- **TE VOLGEN INSTRUCTIES**
Selecteer in de onderstaande gegevens elke regel waarin het woord "concrete" voorkomt en neem die regels ongewijzigd over.

- **VASTGELEGDE GEGEVENS**
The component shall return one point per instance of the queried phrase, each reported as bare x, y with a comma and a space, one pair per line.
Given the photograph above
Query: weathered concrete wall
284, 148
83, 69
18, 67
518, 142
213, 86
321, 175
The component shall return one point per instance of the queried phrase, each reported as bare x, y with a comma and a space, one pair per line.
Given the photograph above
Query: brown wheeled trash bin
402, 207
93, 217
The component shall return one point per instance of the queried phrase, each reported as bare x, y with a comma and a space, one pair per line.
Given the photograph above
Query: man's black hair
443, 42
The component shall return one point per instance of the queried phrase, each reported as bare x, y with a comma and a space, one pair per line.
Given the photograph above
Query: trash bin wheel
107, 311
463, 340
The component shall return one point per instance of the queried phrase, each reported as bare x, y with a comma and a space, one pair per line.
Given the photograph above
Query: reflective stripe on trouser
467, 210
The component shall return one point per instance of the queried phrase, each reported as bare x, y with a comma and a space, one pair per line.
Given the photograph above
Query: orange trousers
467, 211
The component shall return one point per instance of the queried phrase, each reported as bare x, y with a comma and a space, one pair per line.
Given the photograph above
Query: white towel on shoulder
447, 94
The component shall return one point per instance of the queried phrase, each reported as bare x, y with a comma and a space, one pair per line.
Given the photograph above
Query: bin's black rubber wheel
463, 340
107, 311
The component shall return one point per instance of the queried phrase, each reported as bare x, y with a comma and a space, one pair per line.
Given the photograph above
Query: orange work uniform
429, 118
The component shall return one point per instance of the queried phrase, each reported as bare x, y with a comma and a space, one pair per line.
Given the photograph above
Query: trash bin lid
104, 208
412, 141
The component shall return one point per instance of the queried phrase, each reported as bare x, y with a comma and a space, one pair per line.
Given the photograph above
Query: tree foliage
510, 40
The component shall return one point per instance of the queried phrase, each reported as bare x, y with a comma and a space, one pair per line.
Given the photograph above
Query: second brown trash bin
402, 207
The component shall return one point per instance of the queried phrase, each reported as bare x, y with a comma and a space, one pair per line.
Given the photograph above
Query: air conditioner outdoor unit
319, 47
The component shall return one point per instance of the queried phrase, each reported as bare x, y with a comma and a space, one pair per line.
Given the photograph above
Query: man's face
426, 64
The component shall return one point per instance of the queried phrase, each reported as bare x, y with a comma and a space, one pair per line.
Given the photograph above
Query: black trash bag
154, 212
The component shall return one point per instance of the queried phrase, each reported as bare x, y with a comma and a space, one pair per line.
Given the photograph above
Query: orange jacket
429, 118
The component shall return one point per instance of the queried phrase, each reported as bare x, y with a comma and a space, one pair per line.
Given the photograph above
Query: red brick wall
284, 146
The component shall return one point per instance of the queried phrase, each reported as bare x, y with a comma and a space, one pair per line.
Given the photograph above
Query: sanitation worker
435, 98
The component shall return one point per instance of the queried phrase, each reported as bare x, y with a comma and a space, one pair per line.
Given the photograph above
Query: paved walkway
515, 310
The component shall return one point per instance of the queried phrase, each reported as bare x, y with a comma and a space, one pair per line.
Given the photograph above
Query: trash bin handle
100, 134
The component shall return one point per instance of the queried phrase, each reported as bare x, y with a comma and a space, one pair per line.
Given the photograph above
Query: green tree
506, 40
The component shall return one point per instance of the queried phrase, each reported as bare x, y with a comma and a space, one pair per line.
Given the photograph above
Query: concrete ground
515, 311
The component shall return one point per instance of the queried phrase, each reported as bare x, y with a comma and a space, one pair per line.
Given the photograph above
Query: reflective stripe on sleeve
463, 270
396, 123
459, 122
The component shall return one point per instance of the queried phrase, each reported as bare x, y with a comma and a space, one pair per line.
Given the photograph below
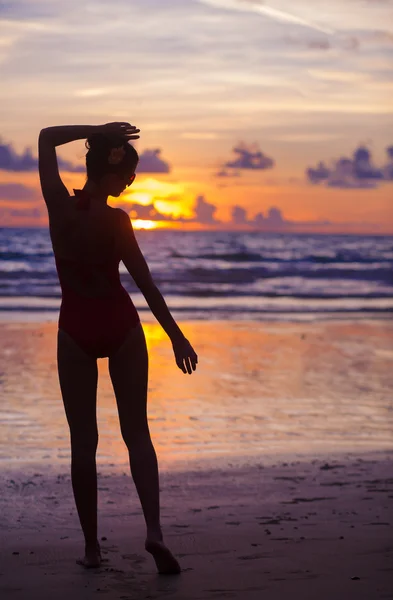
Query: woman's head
110, 162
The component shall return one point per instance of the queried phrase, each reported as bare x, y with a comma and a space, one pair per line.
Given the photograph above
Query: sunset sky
238, 101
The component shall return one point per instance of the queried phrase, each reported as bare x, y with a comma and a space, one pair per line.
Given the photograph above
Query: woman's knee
84, 445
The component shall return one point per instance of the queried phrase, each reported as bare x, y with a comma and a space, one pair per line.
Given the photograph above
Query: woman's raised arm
53, 189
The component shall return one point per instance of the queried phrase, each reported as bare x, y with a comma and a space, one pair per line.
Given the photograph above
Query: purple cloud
356, 172
248, 159
150, 162
17, 191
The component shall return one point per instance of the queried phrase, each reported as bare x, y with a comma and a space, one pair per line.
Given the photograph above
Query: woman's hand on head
130, 132
185, 355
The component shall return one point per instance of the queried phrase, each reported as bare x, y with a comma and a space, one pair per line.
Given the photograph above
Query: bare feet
165, 561
92, 558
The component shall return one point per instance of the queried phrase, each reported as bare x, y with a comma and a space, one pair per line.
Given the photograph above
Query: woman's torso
86, 249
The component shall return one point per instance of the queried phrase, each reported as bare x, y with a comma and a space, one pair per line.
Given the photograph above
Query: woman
98, 319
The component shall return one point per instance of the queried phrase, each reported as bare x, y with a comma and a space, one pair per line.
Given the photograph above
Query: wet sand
317, 529
275, 467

- **ANTWOORD**
Query: weathered concrete wall
Query: concrete ground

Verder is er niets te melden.